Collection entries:
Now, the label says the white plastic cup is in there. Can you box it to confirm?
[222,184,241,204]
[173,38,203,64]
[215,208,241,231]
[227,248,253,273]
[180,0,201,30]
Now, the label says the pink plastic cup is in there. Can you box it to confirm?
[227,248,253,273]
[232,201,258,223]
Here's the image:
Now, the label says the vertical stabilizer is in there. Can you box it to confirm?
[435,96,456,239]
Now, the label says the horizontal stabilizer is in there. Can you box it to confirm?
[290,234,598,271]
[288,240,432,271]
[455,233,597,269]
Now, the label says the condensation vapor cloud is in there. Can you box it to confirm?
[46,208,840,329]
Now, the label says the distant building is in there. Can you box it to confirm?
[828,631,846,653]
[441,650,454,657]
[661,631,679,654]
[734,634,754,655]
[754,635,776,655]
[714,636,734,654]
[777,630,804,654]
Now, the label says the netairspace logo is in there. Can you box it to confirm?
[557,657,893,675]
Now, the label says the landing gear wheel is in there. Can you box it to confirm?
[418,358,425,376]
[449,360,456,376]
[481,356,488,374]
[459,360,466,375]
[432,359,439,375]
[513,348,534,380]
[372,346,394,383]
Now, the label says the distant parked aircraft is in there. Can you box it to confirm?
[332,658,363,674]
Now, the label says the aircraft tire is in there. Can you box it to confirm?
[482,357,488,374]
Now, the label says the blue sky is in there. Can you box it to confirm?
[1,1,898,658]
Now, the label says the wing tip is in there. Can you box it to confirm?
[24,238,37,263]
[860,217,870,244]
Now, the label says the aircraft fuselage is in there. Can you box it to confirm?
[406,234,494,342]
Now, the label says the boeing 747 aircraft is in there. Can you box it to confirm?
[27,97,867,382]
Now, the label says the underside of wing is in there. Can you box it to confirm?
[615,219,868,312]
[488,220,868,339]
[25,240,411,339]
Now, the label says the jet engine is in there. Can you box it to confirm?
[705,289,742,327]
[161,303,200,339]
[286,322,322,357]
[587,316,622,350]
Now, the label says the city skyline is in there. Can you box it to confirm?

## [Aim of the exercise]
For this exercise, output all the data exactly as shown above.

## [Solution]
Now, the label says the white plastic cup is in there. Can you box it to confirm?
[222,184,241,204]
[173,38,203,64]
[215,208,241,231]
[227,248,253,273]
[180,0,201,30]
Now, the label says the pink plastic cup is in there. Can you box it to confirm?
[227,248,253,273]
[232,201,258,223]
Here's the image:
Now, the label says the vertical stabilizer is in there. Can you box it to confirm?
[435,96,456,239]
Now, the label says the horizontal stabilizer is in there. Can you box it to confirm?
[290,234,598,271]
[288,240,432,271]
[455,233,597,269]
Now, the label says the condensation vapor cloud is in there. Can you box it to confirm?
[46,208,840,329]
Now, the label says the distant building is in there. Can you box it to confirm?
[828,631,846,653]
[441,650,454,657]
[661,631,679,654]
[734,634,754,655]
[754,635,776,655]
[714,636,734,654]
[777,630,804,654]
Now, the label says the netairspace logo is in there. Can you box it to confirm?
[557,657,893,675]
Now, the label says the landing gear wheel is in there. Can you box it to confirm?
[418,358,425,376]
[449,360,456,376]
[481,356,488,374]
[459,360,466,375]
[432,359,439,375]
[513,348,534,380]
[372,346,394,383]
Now, the label says the distant parked aircraft is in there. Can you box it to confirm?
[332,658,363,674]
Now, the label says the aircraft tire is in there. Can you box it to confirm?
[482,357,488,374]
Now, the label says the blue sky is in there. Can you box it to confirm?
[1,1,898,658]
Now, the label says the wing tip is in there. Can you box it to confirm?
[24,238,37,263]
[860,217,870,244]
Now, the label says the aircraft fuselage is in there. Can you box it to confirm?
[406,234,494,342]
Now, the label says the boeing 747 aircraft is in there. Can you box it to confirm?
[27,97,867,382]
Now, the label says the underside of wing is in there. Can you box it to confirm?
[615,219,868,312]
[488,220,868,339]
[25,240,411,339]
Now, the label says the jet engine is in there. Can you box it to confirm?
[705,289,742,327]
[161,303,200,339]
[286,322,322,357]
[587,316,622,350]
Now, the label says the city skyline is in there. Can you box it to confirm?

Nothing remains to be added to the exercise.